Source excerpt -
>>>>

A low-wage country is perfectly capable of remaining in its ‘comparative advantage’ of a low-wage processing point. This has been the situation of Bangladesh, for instance, over the past 4 decades or so. After all, this is why the capital came there in the first place, and it already has high-wage consumer outlets in the imperialist nations. The World Bank boasts that ‘nearly every car made in Germany is made with parts from Ukraine’. But these parts - transistor wires - are extremely labour intensive, use very cheap labour power, and their price correspondingly forms a miniscule part of the cars assembled in Germany. Meanwhile, free trade with stronger nations has led to Ukraine’s largest automobile factor, the Zapororozhskij Avtozavod, only producing 1% of its production capacity in 2017, and wages remain around 20 times lower than in high-wage nations.

 

 

 

This is the reason for all those so-called ‘perverse capital movements’, where capital, disobeying Ohlin’s ‘law’ that capital should leave the capital-endowed (high-wage) nations for the labor-endowed (low-wage) nations, in fact performs the opposite movement. As long as the markets of some nations are far bigger than the rest, capital will choose to invest its funds in markets with good investment opportunities. It is entirely natural that whatever money is made in the low-wage nations finds itself in a bank account in Cyprus, which in turn, for instance, heads for real estate, financial investments or productive investment in London, New York or Germany. Every year, $88.6 million leaves Africa as illicit capital flight, which is 3.7% of the continent’s GDP and more than yearly combined official aid and FDI. The only way to keep the funds produced inside a low-wage nation is by taking control from capital of investment decisions. Capital will always find its way around juridical attempts to control its investment if they contradict profitability. 

Second, capital in low-wage nations does not feel constant pressure to technologically modernize or train the workforce to maintain profit rates, while the opposite is true in high-wage nations. When wages are at a low level, there is little interest in radically modernizing the enterprise, since good profits can be earned by simply relying on low-wages, which is often much more attractive in the short-term (which is how capitalists tend to reason) than expensive technological investments which take a long time to become profitable. As Ricardo already noted in the 19th century, a businessman only implements a machine if it costs less than the labour it saves[31].

Assume that all capitals in a particular industry have the following structure:

20v + 30c = 70. Rate of profit = 40%. Assume that this 20v pays for 20 workers per year, so each worker has a wage of 1v.

 

 

 

Now assume that capitals in Australia are subject to constant wage increases due to the strong trade union movement there, which is not so violently repressed as in non-white colonies such as India or black South Africa. Wages thus double here per laborer, resulting in the following situation, given the same volume of employment:

 40v + 30c = 70. But there is no longer any difference between production costs (40+30) and selling price (70). Australian capitals are making no profit.

<<<<

Given entries -

>>>>

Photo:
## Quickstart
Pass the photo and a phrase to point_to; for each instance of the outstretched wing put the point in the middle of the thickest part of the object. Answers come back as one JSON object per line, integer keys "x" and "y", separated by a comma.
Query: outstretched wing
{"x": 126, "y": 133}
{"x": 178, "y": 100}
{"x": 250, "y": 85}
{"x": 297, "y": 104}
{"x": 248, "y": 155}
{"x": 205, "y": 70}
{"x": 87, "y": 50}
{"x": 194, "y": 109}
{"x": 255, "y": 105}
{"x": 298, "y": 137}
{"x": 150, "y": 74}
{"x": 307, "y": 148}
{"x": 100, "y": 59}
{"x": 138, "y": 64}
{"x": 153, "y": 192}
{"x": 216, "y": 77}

<<<<

Direction 1 - Retype the passage on low-wage nations from "Now assume that" to "making no profit.".
Direction 2 - In the passage on low-wage nations, what did Ricardo note about when a businessman implements a machine?
Direction 3 - Summarize the passage on low-wage nations in three sentences.

Written response 1 -
Now assume that capitals in Australia are subject to constant wage increases due to the strong trade union movement there, which is not so violently repressed as in non-white colonies such as India or black South Africa. Wages thus double here per laborer, resulting in the following situation, given the same volume of employment:

 40v + 30c = 70. But there is no longer any difference between production costs (40+30) and selling price (70). Australian capitals are making no profit.

Written response 2 - A businessman implements a machine only if it costs less than the labor it saves.

Written response 3 - A low-wage country can remain a low-wage processing point, as Bangladesh has for about four decades. Capital earned in low-wage nations tends to move toward nations with larger markets, and the passage holds that only taking investment decisions away from capital can keep those funds inside a low-wage nation. Capital in low-wage nations also feels little pressure to modernize technologically, since relying on low wages yields good short-term profits without expensive, slow-paying investments.